_STUDY QUESTIONS_:
1. Reproduce the text on foreign investment in Vietnam from "KKR also targets" down to "according to Preqin.", replacing "pumped money into" with "invested in".
2. Answer the following from the text on foreign investment in Vietnam.
(a) How much did Warburg Pincus put into Techcombank in March 2018?
(b) Into which company did KKR pump money in 2017?
(c) What average growth rate did the IMF predict for 2019 for the five South East Asian countries?
3. Extend the text on foreign investment in Vietnam, beginning after its final sentence.

_PROVIDED PASSAGE_:
-------------------------
A high economic growth rate, prosperous stock market, and the government’s determination to divest from state-owned enterprises all make Vietnam a promising market.
Actualités économiques |
According to Doanh Nhan Sai Gon, Warburg Pincus has invested a total of $1 billion in Vietnam’s businesses. In March 2018, the investment fund pumped $370 million into Techcombank, the biggest private equity investment in Vietnam’s history.
The deal was made just days before Techcombank began listing its shares on the HCMC bourse in June.
Prior to that, the investment fund injected $200 million into Vincom Retail and later raised the investment value to $300 million.
KKR also targets Vietnam’s businesses. The US leading investment fund pumped money into Masan Group in 2017.
Commenting about Vietnam, Ashish Shastry from KKR South East Asia said the country has great potential with its rising economy and many favorable factors in terms of demographic trends.
Vietnam's explosive development is part of the general trend that is spreading across Asia, where Western investment funds poured $158 billion in 2017, up by 38 percent compared with 2016, according to Preqin.
The figure was $23.5 billion in Asia, a three-fold increase compared with 2016. Investors bet on high GDP growth rates, heavy investments in technological infrastructure and the growing middle class in the region.
The International Monetary Fund (IMF) has predicted stable growth in five South East Asian countries, including Indonesia, Malaysia, the Philippines, Thailand and Vietnam, with average growth rate of 5.3 percent in 2018 and 5.4 percent in 2019.
-------------------------
_EXTRACTED ENTRIES_:
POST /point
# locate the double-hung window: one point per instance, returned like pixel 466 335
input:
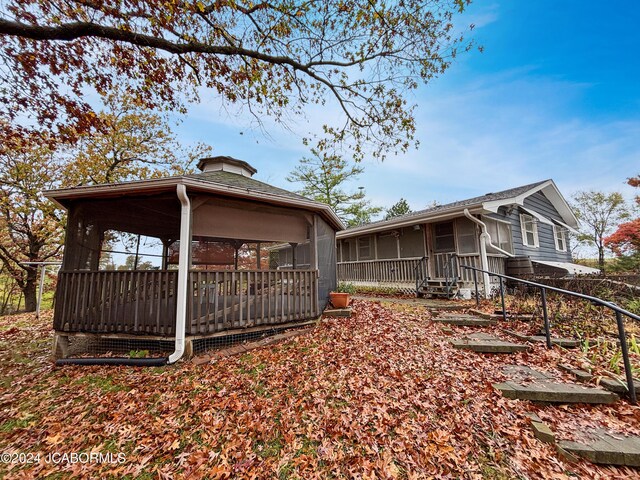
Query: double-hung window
pixel 560 237
pixel 529 226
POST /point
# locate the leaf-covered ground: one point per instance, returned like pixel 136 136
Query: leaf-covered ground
pixel 380 395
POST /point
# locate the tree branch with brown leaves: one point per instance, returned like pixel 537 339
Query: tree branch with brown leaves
pixel 276 58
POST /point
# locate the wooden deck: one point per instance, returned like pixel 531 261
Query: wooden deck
pixel 144 302
pixel 401 272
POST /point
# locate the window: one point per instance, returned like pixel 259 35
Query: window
pixel 364 248
pixel 466 236
pixel 443 238
pixel 529 227
pixel 387 245
pixel 500 233
pixel 560 237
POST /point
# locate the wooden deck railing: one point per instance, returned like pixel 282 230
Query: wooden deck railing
pixel 132 302
pixel 380 271
pixel 496 264
pixel 144 302
pixel 401 271
pixel 246 298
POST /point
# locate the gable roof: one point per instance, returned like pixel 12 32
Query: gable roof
pixel 216 182
pixel 246 183
pixel 487 203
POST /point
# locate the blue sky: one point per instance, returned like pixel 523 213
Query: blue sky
pixel 555 94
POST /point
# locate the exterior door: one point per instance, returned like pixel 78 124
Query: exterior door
pixel 442 246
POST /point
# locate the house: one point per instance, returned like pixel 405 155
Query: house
pixel 522 229
pixel 202 290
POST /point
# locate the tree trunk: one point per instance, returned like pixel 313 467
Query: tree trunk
pixel 601 259
pixel 29 289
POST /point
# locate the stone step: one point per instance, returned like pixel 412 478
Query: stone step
pixel 464 320
pixel 529 384
pixel 483 343
pixel 554 392
pixel 606 449
pixel 561 342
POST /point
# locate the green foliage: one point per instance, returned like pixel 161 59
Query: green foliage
pixel 324 178
pixel 138 353
pixel 131 144
pixel 634 306
pixel 598 213
pixel 344 287
pixel 398 209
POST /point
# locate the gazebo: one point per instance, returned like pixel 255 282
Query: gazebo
pixel 201 290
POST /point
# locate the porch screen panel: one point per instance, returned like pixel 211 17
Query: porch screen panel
pixel 303 256
pixel 326 245
pixel 83 240
pixel 411 242
pixel 365 248
pixel 387 246
pixel 220 221
pixel 443 237
pixel 466 236
pixel 346 251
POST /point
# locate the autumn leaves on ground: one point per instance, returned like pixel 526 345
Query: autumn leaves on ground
pixel 380 395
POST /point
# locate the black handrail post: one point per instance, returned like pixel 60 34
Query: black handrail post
pixel 475 281
pixel 504 311
pixel 543 295
pixel 625 357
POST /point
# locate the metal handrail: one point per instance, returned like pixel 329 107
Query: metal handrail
pixel 449 277
pixel 420 282
pixel 598 301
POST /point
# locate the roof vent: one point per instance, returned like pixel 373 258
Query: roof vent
pixel 226 164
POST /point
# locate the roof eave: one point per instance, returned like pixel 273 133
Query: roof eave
pixel 142 186
pixel 407 222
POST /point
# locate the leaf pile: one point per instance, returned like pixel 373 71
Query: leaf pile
pixel 379 395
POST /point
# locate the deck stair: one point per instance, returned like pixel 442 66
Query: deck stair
pixel 529 384
pixel 484 343
pixel 439 289
pixel 613 385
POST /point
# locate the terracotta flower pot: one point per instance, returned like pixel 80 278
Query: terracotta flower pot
pixel 339 300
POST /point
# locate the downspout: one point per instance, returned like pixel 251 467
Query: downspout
pixel 181 307
pixel 183 272
pixel 484 239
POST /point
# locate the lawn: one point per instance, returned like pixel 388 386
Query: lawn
pixel 380 395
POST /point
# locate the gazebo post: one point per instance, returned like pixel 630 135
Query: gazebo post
pixel 294 260
pixel 184 263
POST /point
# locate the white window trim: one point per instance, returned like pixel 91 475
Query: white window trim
pixel 499 241
pixel 562 232
pixel 536 240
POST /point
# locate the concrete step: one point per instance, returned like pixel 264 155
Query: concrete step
pixel 483 343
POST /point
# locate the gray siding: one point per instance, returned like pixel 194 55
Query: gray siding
pixel 547 249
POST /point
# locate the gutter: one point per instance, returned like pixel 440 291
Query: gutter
pixel 183 272
pixel 181 302
pixel 485 241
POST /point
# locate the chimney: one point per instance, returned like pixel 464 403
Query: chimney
pixel 226 164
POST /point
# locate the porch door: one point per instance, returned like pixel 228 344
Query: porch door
pixel 444 244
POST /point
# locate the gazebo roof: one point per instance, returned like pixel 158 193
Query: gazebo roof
pixel 218 182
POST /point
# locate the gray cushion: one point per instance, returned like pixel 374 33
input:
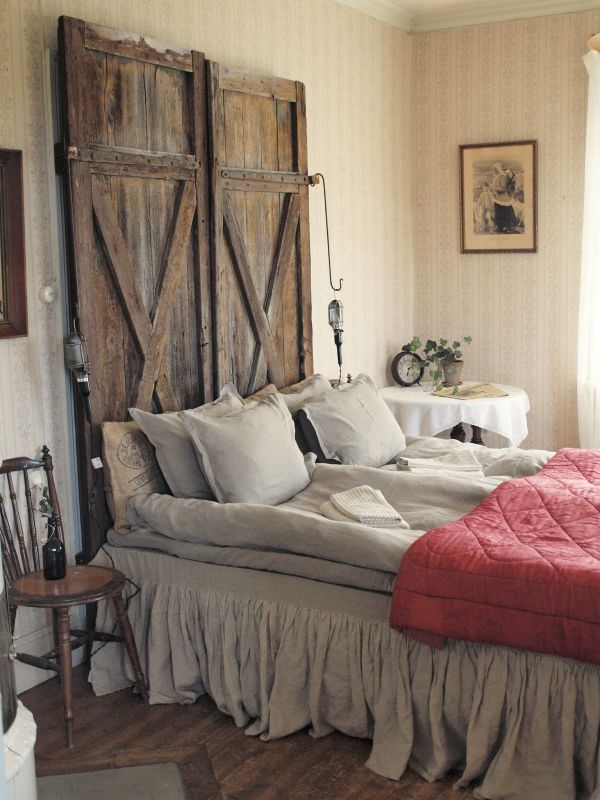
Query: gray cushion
pixel 249 455
pixel 354 425
pixel 175 452
pixel 305 391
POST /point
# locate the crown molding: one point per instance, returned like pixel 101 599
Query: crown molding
pixel 384 10
pixel 488 11
pixel 458 16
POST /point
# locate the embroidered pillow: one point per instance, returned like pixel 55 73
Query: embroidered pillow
pixel 130 468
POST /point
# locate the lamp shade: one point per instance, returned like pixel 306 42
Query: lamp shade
pixel 336 315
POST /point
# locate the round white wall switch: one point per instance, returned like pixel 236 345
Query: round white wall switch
pixel 47 294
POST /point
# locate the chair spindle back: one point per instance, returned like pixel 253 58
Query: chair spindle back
pixel 13 544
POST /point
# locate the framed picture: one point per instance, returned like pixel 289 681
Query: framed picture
pixel 498 197
pixel 13 300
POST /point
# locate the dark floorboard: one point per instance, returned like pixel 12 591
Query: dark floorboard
pixel 216 759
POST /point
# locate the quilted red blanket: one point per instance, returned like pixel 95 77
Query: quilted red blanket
pixel 521 569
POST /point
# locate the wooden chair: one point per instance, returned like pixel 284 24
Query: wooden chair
pixel 81 584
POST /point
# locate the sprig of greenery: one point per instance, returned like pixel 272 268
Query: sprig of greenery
pixel 436 354
pixel 45 506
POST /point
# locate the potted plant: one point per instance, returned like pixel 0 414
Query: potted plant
pixel 444 360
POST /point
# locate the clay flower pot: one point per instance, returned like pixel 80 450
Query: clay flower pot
pixel 453 372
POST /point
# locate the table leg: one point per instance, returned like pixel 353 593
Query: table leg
pixel 476 435
pixel 458 432
pixel 66 667
pixel 130 645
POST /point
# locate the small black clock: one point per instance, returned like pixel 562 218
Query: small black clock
pixel 407 368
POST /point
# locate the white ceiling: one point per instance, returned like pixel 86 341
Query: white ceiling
pixel 428 15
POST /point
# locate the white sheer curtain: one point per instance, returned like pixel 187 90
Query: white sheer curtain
pixel 588 370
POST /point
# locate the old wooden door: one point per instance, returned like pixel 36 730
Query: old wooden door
pixel 260 242
pixel 134 159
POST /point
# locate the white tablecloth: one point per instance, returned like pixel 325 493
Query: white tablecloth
pixel 419 413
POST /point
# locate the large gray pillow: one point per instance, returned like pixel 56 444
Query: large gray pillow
pixel 354 425
pixel 175 451
pixel 249 455
pixel 305 391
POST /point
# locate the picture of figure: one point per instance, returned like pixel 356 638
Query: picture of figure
pixel 498 197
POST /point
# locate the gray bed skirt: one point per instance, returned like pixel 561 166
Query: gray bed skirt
pixel 280 653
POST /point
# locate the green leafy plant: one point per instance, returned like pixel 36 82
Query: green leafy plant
pixel 436 354
pixel 45 506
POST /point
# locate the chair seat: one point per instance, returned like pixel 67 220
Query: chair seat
pixel 80 585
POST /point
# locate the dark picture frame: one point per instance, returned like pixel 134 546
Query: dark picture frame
pixel 498 197
pixel 13 289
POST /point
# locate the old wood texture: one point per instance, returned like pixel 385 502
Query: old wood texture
pixel 179 282
pixel 216 759
pixel 136 177
pixel 260 245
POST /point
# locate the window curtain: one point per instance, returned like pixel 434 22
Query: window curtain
pixel 588 370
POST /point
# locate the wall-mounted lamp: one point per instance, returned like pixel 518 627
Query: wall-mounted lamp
pixel 335 309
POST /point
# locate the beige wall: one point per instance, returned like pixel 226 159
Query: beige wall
pixel 357 76
pixel 503 82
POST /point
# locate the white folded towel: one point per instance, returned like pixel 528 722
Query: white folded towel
pixel 368 506
pixel 457 461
-------------------------
_RESPONSES PER TASK_:
1.
KKR also targets Vietnam’s businesses. The US leading investment fund invested in Masan Group in 2017.
Commenting about Vietnam, Ashish Shastry from KKR South East Asia said the country has great potential with its rising economy and many favorable factors in terms of demographic trends.
Vietnam's explosive development is part of the general trend that is spreading across Asia, where Western investment funds poured $158 billion in 2017, up by 38 percent compared with 2016, according to Preqin.

2.
(a) $370 million.
(b) Masan Group.
(c) 5.4 percent.

3.
In fact, experts believe that India and China will have higher economic growth rates. However, as the share prices in the countries are high, the profitability is less attractive than in South East Asian countries.
Quoting an expert, Nikkei affirmed that in South East Asia, investors can find more reasonable investment items which can bring big profits after 3-5 years.
Another factor is the reform in the capital market. In Vietnam, the reform is concentrated on the public economic sector, including divestment from state-owned corporations.
The process kicked off in 2011, but it only became strong in 2016. The number of state-owned corporations decreased from 1,500 in 2010 to 583 in 2016 and expected to decrease to 120 by 2020, according to the Ministry of Finance.
Meanwhile, the number of listed companies has increased from 2 in 2000 to 686 by the end of 2015, according to the State Securities Commission. The total capitalization value of the market increased from 0.23 percent GDP to 34.5 percent GDP in the same period.